* WHAT YOU ARE ASKED TO DO *
Copy the records from the line with "Pinpoint every instance of white" up to and including the line with "[419,182,453,231]", substituting "Mark" for every "Pinpoint" and leaving everything else unchanged.

* DATA FOR THIS EXERCISE *
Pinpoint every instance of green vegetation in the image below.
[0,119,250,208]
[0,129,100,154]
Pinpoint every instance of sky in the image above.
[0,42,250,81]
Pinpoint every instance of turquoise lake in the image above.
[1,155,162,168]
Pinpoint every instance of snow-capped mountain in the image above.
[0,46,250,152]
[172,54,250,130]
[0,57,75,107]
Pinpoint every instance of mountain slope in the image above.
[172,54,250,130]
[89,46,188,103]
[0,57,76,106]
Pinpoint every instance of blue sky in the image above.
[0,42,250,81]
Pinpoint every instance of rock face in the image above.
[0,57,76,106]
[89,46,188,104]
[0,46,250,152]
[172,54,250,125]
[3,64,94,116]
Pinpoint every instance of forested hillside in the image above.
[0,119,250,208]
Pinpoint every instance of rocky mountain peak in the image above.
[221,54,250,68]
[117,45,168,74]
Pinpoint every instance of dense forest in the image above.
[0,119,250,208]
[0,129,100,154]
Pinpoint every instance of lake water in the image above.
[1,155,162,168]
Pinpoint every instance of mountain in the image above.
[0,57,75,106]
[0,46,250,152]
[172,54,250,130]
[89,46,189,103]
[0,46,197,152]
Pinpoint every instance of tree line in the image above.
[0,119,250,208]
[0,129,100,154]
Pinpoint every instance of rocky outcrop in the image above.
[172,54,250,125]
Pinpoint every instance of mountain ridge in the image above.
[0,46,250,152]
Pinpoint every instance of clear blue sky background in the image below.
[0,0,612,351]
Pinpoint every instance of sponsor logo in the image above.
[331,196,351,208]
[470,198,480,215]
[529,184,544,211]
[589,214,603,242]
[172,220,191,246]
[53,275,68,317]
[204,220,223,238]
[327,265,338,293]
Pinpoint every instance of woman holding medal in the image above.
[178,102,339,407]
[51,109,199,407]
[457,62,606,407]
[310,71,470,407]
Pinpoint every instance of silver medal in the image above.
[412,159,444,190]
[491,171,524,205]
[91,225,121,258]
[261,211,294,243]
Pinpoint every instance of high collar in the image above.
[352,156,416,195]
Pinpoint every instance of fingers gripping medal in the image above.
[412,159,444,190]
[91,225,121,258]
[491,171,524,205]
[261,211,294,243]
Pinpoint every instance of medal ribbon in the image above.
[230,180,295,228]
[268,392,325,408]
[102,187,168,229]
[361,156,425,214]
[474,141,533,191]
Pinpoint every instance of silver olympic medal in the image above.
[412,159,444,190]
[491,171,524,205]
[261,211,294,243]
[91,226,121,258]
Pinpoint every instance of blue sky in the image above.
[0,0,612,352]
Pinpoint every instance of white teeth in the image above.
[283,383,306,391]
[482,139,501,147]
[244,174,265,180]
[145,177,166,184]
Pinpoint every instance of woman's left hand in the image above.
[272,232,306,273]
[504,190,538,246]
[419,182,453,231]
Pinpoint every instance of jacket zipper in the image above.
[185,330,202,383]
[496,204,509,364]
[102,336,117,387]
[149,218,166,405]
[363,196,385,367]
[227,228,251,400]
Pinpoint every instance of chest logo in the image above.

* FULL ANSWER *
Mark every instance of white teeth in the image above.
[283,383,306,391]
[482,139,501,147]
[244,174,265,180]
[145,177,166,184]
Mark every instance of woman's left hand in the image above.
[272,232,306,273]
[504,190,538,246]
[419,182,453,231]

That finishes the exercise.